• [DATASET CONTENT]
----

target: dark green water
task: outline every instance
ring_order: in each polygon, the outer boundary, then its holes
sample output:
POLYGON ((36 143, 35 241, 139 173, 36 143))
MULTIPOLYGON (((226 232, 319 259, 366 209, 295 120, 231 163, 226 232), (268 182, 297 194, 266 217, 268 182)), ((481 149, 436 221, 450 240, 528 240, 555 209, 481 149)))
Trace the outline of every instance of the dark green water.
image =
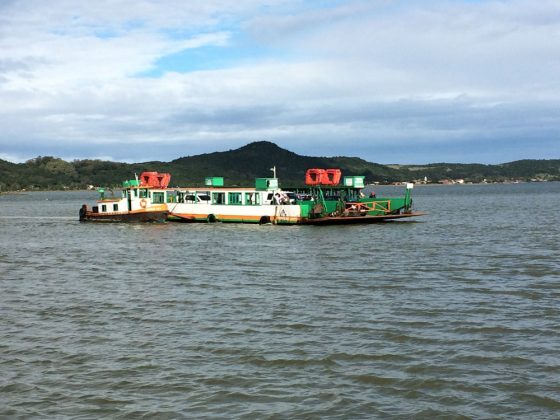
POLYGON ((0 196, 0 417, 558 418, 560 184, 413 196, 348 227, 0 196))

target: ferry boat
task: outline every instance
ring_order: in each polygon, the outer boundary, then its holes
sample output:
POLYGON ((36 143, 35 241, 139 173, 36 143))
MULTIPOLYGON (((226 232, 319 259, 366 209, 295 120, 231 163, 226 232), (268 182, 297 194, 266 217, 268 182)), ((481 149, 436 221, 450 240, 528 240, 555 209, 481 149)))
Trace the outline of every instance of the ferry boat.
POLYGON ((272 224, 374 223, 421 216, 412 211, 411 190, 403 197, 365 197, 364 176, 342 178, 339 169, 309 169, 306 187, 284 190, 278 179, 257 178, 254 188, 226 188, 223 178, 204 187, 168 191, 169 220, 272 224))
POLYGON ((99 199, 91 209, 80 208, 81 222, 165 222, 169 215, 166 204, 171 175, 143 172, 140 178, 124 181, 120 197, 106 197, 100 188, 99 199))

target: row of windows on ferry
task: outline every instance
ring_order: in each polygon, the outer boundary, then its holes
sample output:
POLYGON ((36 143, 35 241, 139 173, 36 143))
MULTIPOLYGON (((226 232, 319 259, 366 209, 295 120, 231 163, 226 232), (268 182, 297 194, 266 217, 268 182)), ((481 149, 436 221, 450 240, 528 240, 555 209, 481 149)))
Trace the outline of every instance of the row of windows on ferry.
POLYGON ((255 206, 260 204, 268 204, 275 200, 274 194, 271 192, 210 192, 195 191, 182 192, 175 191, 168 197, 169 202, 187 203, 187 204, 230 204, 230 205, 248 205, 255 206))
POLYGON ((204 204, 231 204, 231 205, 260 205, 270 203, 285 204, 294 197, 285 194, 258 191, 230 191, 230 192, 210 192, 210 191, 168 191, 157 192, 148 189, 123 190, 123 198, 129 195, 134 198, 150 198, 153 204, 169 203, 204 203, 204 204), (166 200, 167 194, 167 200, 166 200))

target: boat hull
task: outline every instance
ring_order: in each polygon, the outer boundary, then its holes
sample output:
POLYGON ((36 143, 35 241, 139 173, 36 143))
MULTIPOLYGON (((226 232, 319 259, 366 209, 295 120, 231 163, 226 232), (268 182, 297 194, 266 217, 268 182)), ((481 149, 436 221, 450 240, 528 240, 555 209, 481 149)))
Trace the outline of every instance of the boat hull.
POLYGON ((352 224, 366 224, 366 223, 382 223, 391 220, 405 219, 409 217, 423 216, 426 213, 413 212, 402 214, 386 214, 380 216, 327 216, 317 217, 313 219, 306 219, 302 222, 304 225, 352 225, 352 224))
POLYGON ((163 223, 167 220, 168 211, 137 211, 123 213, 94 213, 87 211, 80 214, 80 222, 101 223, 163 223))

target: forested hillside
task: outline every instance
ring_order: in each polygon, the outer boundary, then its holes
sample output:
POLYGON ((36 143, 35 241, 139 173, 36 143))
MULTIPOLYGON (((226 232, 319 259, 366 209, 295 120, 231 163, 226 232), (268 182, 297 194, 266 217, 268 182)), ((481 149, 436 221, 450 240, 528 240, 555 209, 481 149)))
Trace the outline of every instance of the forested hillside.
POLYGON ((393 183, 463 179, 465 182, 560 180, 560 160, 519 160, 500 165, 434 163, 380 165, 358 157, 301 156, 274 143, 260 141, 239 149, 182 157, 171 162, 119 163, 101 160, 67 162, 39 156, 25 163, 0 160, 0 191, 82 189, 88 185, 118 186, 143 171, 170 172, 171 185, 202 185, 207 176, 223 176, 226 185, 252 185, 255 178, 271 177, 283 185, 301 185, 309 168, 340 168, 344 175, 365 175, 366 182, 393 183))

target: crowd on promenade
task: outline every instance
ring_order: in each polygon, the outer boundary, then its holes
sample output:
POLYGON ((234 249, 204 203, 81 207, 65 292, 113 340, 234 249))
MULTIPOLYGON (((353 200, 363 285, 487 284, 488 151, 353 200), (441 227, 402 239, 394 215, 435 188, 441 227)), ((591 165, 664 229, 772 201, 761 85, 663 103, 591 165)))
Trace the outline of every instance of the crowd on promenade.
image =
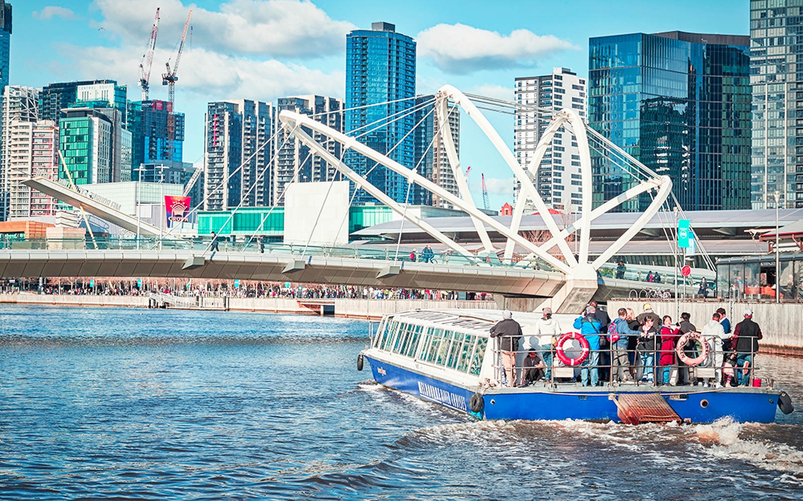
POLYGON ((698 328, 689 313, 681 313, 675 322, 668 315, 659 316, 650 303, 645 303, 638 315, 630 308, 619 308, 611 320, 592 301, 571 328, 561 326, 545 308, 536 332, 523 332, 506 311, 503 320, 491 329, 491 337, 499 338, 499 378, 508 385, 511 381, 526 385, 551 381, 553 368, 575 365, 580 373, 575 377, 579 376, 583 386, 609 381, 716 388, 750 385, 762 333, 752 320, 752 311, 747 308, 743 314, 732 326, 727 312, 720 308, 710 319, 695 319, 703 324, 698 328), (577 341, 580 346, 570 348, 569 341, 577 341), (568 355, 570 351, 575 354, 568 355), (522 352, 526 355, 519 368, 522 370, 517 372, 516 356, 522 352))
MULTIPOLYGON (((22 287, 22 291, 41 292, 46 295, 143 295, 149 292, 160 292, 178 296, 239 297, 239 298, 284 298, 284 299, 430 299, 450 300, 492 300, 493 296, 484 292, 467 292, 434 289, 383 288, 345 285, 322 285, 313 283, 291 283, 273 282, 243 281, 241 287, 232 281, 218 281, 215 284, 177 285, 177 280, 146 282, 138 286, 131 283, 108 281, 101 279, 84 279, 79 283, 59 285, 45 284, 41 287, 35 283, 22 287), (161 282, 161 283, 160 283, 161 282), (223 283, 223 282, 227 282, 223 283)), ((18 292, 18 286, 6 287, 5 292, 18 292)))

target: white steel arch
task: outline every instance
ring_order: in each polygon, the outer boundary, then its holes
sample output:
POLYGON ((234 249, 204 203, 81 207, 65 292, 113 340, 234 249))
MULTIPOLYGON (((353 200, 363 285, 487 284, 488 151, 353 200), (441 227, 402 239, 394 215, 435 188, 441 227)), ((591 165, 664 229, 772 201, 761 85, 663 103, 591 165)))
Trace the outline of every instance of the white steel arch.
MULTIPOLYGON (((515 246, 518 245, 524 248, 528 252, 531 253, 531 255, 536 256, 543 259, 549 265, 554 267, 556 270, 563 272, 566 275, 567 283, 579 283, 581 282, 584 284, 583 287, 588 287, 588 284, 592 281, 594 284, 596 284, 596 270, 602 266, 602 264, 609 259, 614 254, 616 254, 616 252, 618 251, 623 245, 630 241, 630 239, 632 238, 633 236, 639 231, 655 214, 657 214, 661 206, 666 200, 666 198, 671 193, 672 187, 671 180, 666 176, 658 176, 656 174, 649 179, 641 181, 640 184, 630 188, 613 199, 605 202, 597 209, 593 210, 591 155, 589 149, 586 125, 583 122, 582 118, 573 110, 561 110, 555 113, 552 122, 543 133, 542 138, 536 146, 536 155, 529 165, 530 172, 536 172, 535 169, 537 169, 537 166, 543 159, 544 154, 546 152, 548 146, 551 144, 555 132, 561 128, 566 128, 567 126, 571 129, 570 132, 573 133, 575 138, 577 139, 577 147, 580 150, 580 169, 582 186, 582 200, 581 207, 582 212, 581 218, 573 224, 567 228, 560 229, 558 226, 557 222, 555 221, 555 218, 552 217, 552 214, 549 212, 549 207, 538 193, 538 191, 532 182, 532 179, 528 173, 528 170, 525 170, 519 161, 516 161, 510 148, 505 144, 501 136, 499 136, 496 130, 491 126, 487 119, 485 118, 482 112, 480 112, 479 109, 471 101, 471 100, 454 87, 450 85, 445 85, 438 90, 436 95, 436 102, 434 106, 439 123, 439 132, 438 134, 442 135, 441 137, 443 141, 443 146, 446 152, 446 157, 449 159, 452 172, 454 174, 454 177, 458 184, 459 196, 455 196, 443 188, 435 185, 426 177, 418 174, 415 169, 410 169, 398 164, 397 162, 389 158, 387 156, 379 153, 371 148, 369 148, 367 145, 358 142, 355 138, 348 136, 342 132, 328 127, 327 125, 313 120, 307 115, 283 111, 279 113, 279 119, 282 122, 283 127, 287 129, 295 129, 296 132, 294 133, 300 141, 315 150, 316 153, 325 158, 328 162, 335 165, 338 170, 349 177, 349 179, 354 182, 358 187, 365 189, 365 191, 373 197, 376 198, 377 200, 387 205, 393 210, 402 215, 402 218, 405 218, 424 231, 426 231, 432 237, 448 246, 454 250, 464 255, 472 255, 471 252, 469 252, 463 246, 432 227, 430 225, 426 223, 426 221, 423 221, 421 218, 410 214, 406 214, 404 208, 400 204, 395 202, 385 195, 385 193, 379 189, 368 182, 364 177, 348 167, 340 159, 329 153, 324 146, 315 141, 309 134, 305 132, 302 128, 308 128, 308 129, 325 136, 329 140, 336 141, 341 143, 344 149, 353 149, 377 164, 402 175, 407 179, 408 182, 414 183, 423 187, 433 194, 436 194, 442 199, 449 202, 454 207, 465 211, 471 218, 475 228, 477 230, 477 234, 483 242, 483 246, 486 252, 495 252, 494 246, 491 242, 491 239, 488 237, 487 230, 486 228, 486 226, 488 226, 507 238, 504 254, 504 260, 506 262, 510 261, 512 257, 513 249, 515 246), (515 212, 510 226, 506 226, 496 219, 489 217, 483 211, 479 210, 474 203, 471 194, 468 190, 467 183, 466 183, 463 177, 463 169, 460 165, 459 160, 458 159, 458 154, 454 146, 454 138, 451 136, 451 131, 449 127, 448 113, 450 112, 450 100, 453 101, 456 106, 461 108, 470 117, 471 117, 483 132, 486 134, 494 148, 499 152, 508 167, 510 167, 516 180, 521 183, 522 197, 516 204, 515 212), (635 224, 626 231, 625 234, 620 236, 620 238, 614 242, 613 242, 608 249, 602 253, 602 255, 598 256, 593 262, 589 263, 589 244, 590 241, 591 222, 600 215, 618 206, 622 202, 633 198, 634 197, 637 197, 641 193, 652 191, 655 192, 652 202, 637 219, 635 224), (521 218, 524 215, 524 205, 528 200, 532 201, 536 206, 536 208, 544 220, 547 229, 552 234, 551 238, 546 243, 536 244, 528 240, 519 234, 519 227, 521 218), (578 231, 580 234, 580 247, 577 256, 575 256, 566 241, 569 235, 575 231, 578 231), (560 258, 562 259, 559 259, 549 252, 549 250, 556 246, 560 252, 560 258)), ((436 140, 438 138, 438 134, 436 134, 436 140)), ((600 136, 598 135, 595 135, 595 137, 599 138, 600 136)), ((616 148, 615 145, 612 144, 609 145, 607 140, 602 138, 601 141, 603 141, 606 147, 609 147, 610 149, 616 151, 619 150, 619 149, 616 148)), ((649 171, 649 169, 647 169, 644 165, 638 163, 638 161, 629 156, 628 160, 631 162, 634 162, 645 172, 651 172, 649 171)), ((654 173, 652 173, 654 174, 654 173)), ((596 287, 596 285, 594 285, 594 287, 596 287)))

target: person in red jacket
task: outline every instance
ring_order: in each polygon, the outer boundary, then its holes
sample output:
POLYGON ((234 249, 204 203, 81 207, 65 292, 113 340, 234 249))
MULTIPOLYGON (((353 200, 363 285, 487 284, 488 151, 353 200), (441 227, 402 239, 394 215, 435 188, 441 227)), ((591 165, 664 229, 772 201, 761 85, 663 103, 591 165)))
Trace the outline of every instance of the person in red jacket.
MULTIPOLYGON (((661 356, 658 365, 663 372, 663 377, 657 381, 662 382, 664 385, 668 385, 672 369, 675 365, 675 344, 678 342, 680 330, 672 328, 672 317, 665 315, 663 316, 663 324, 661 325, 661 328, 658 329, 658 334, 661 336, 661 356)), ((675 383, 672 384, 674 385, 675 383)))

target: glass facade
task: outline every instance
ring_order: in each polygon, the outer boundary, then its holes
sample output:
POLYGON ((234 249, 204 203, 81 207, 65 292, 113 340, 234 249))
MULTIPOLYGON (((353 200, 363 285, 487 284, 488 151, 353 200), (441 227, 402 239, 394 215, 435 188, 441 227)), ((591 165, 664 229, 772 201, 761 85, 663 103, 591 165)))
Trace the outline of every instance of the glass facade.
MULTIPOLYGON (((345 131, 361 135, 360 142, 413 169, 415 138, 410 132, 416 121, 414 113, 407 112, 414 106, 415 42, 395 29, 393 24, 374 22, 371 30, 346 35, 345 131), (383 104, 353 109, 379 103, 383 104)), ((347 152, 345 163, 393 200, 403 203, 406 199, 407 182, 402 176, 374 169, 375 162, 353 151, 347 152)), ((411 196, 418 196, 412 193, 418 189, 414 185, 411 196)), ((356 202, 373 200, 363 190, 354 198, 356 202)))
MULTIPOLYGON (((750 207, 748 38, 671 31, 589 40, 589 124, 658 174, 690 210, 750 207)), ((635 181, 592 152, 594 203, 635 181)), ((620 210, 643 210, 645 194, 620 210)))
POLYGON ((803 207, 803 0, 751 0, 753 209, 803 207))

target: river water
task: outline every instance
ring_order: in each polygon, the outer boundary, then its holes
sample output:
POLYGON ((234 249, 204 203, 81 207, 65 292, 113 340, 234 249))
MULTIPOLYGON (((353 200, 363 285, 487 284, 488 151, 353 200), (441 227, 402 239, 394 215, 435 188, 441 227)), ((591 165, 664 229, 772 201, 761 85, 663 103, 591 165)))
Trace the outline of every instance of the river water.
MULTIPOLYGON (((803 499, 800 411, 472 422, 357 372, 367 328, 3 305, 0 499, 803 499)), ((803 406, 803 360, 761 360, 803 406)))

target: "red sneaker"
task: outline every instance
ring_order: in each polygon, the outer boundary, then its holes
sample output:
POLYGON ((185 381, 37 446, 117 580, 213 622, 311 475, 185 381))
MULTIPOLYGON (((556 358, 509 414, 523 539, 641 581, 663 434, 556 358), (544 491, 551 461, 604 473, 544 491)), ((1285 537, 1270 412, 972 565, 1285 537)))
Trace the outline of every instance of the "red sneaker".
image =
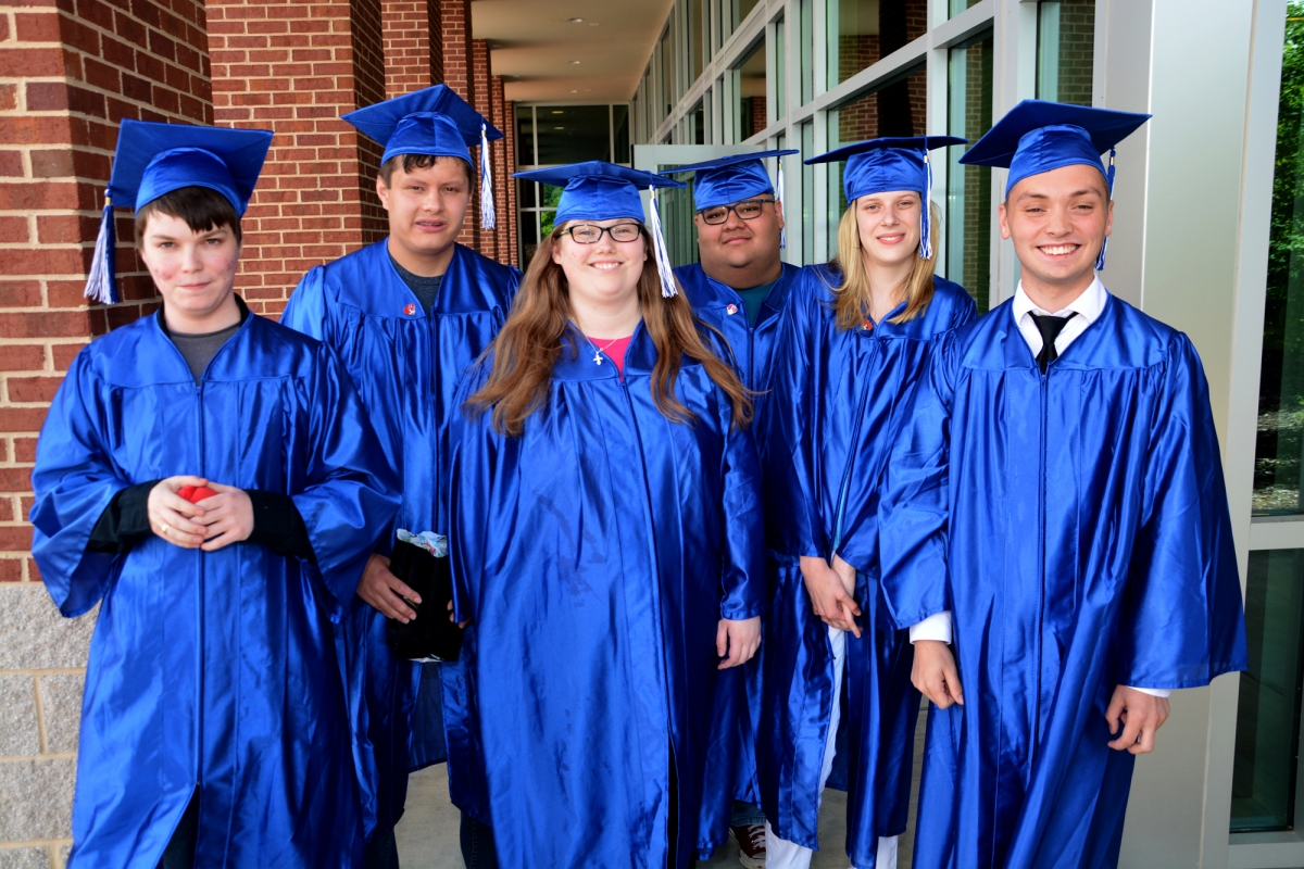
POLYGON ((729 833, 738 842, 738 862, 747 869, 765 869, 765 825, 729 827, 729 833))

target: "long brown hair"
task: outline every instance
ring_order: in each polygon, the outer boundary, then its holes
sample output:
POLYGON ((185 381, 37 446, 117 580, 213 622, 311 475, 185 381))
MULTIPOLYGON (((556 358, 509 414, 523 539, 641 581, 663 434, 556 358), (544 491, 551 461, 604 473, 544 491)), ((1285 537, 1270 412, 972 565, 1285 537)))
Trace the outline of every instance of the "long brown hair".
MULTIPOLYGON (((570 284, 566 272, 553 262, 553 246, 565 227, 557 227, 546 236, 529 261, 529 268, 520 281, 520 289, 511 305, 511 314, 502 324, 498 337, 489 345, 493 353, 493 371, 479 392, 467 399, 468 416, 493 408, 493 426, 497 431, 519 438, 526 430, 526 420, 548 400, 548 384, 553 366, 561 358, 562 344, 570 326, 570 284)), ((647 237, 644 236, 644 244, 647 237)), ((733 404, 735 426, 751 422, 751 400, 747 390, 711 350, 699 328, 709 328, 699 321, 683 297, 661 296, 661 279, 656 261, 643 262, 638 285, 643 328, 656 347, 657 361, 652 371, 652 397, 657 409, 674 422, 694 418, 674 397, 674 379, 679 374, 679 358, 687 356, 705 367, 707 375, 733 404)), ((574 332, 571 334, 574 337, 574 332)), ((722 339, 721 339, 722 340, 722 339)), ((579 345, 571 340, 571 358, 579 354, 579 345)), ((488 353, 486 353, 488 356, 488 353)), ((484 363, 484 358, 481 362, 484 363)))
MULTIPOLYGON (((922 197, 921 197, 922 198, 922 197)), ((861 251, 861 228, 855 221, 855 206, 852 202, 842 212, 837 224, 837 257, 829 266, 842 272, 842 283, 833 288, 833 310, 837 311, 837 328, 846 331, 859 328, 870 310, 870 275, 865 270, 865 255, 861 251)), ((932 301, 932 275, 938 267, 938 249, 941 248, 941 220, 938 208, 928 203, 928 220, 932 232, 932 259, 914 258, 910 276, 905 279, 905 310, 889 319, 889 323, 905 323, 922 314, 932 301)))

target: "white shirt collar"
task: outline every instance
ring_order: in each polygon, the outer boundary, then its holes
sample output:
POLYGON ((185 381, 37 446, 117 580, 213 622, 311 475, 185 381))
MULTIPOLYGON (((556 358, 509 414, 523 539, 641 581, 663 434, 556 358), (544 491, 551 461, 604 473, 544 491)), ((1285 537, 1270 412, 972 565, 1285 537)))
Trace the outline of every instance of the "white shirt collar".
POLYGON ((1015 322, 1018 323, 1024 319, 1024 314, 1054 313, 1055 317, 1065 317, 1069 311, 1074 311, 1080 321, 1077 326, 1081 330, 1095 322, 1108 301, 1110 293, 1104 289, 1104 284, 1101 283, 1101 276, 1097 275, 1091 279, 1091 285, 1082 291, 1077 298, 1068 304, 1067 307, 1059 311, 1043 311, 1034 305, 1033 300, 1028 297, 1026 292, 1024 292, 1024 281, 1018 281, 1018 289, 1015 291, 1015 301, 1011 307, 1011 314, 1015 315, 1015 322))

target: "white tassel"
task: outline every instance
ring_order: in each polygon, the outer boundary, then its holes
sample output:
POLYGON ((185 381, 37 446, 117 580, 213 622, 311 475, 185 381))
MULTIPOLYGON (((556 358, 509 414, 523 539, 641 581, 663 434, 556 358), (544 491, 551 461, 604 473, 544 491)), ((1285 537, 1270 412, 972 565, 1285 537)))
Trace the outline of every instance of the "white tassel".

----

• [JOB]
Reproduce verbatim every line from the first one through the line containing "POLYGON ((0 196, 0", inclusive. Omit the picture from your output.

• [WRITTEN RESPONSE]
target: dark green water
task: outline every instance
ring_order: in each polygon, the outer boundary, then its holes
sample output:
POLYGON ((36 143, 35 241, 139 173, 36 143))
MULTIPOLYGON (((226 232, 319 259, 366 209, 295 120, 231 163, 226 232), (268 182, 297 194, 266 217, 268 182)), ((481 149, 436 221, 450 240, 528 240, 555 209, 481 149)))
Trace the outline of every instance of the dark green water.
image =
POLYGON ((0 196, 0 417, 558 418, 560 184, 413 196, 348 227, 0 196))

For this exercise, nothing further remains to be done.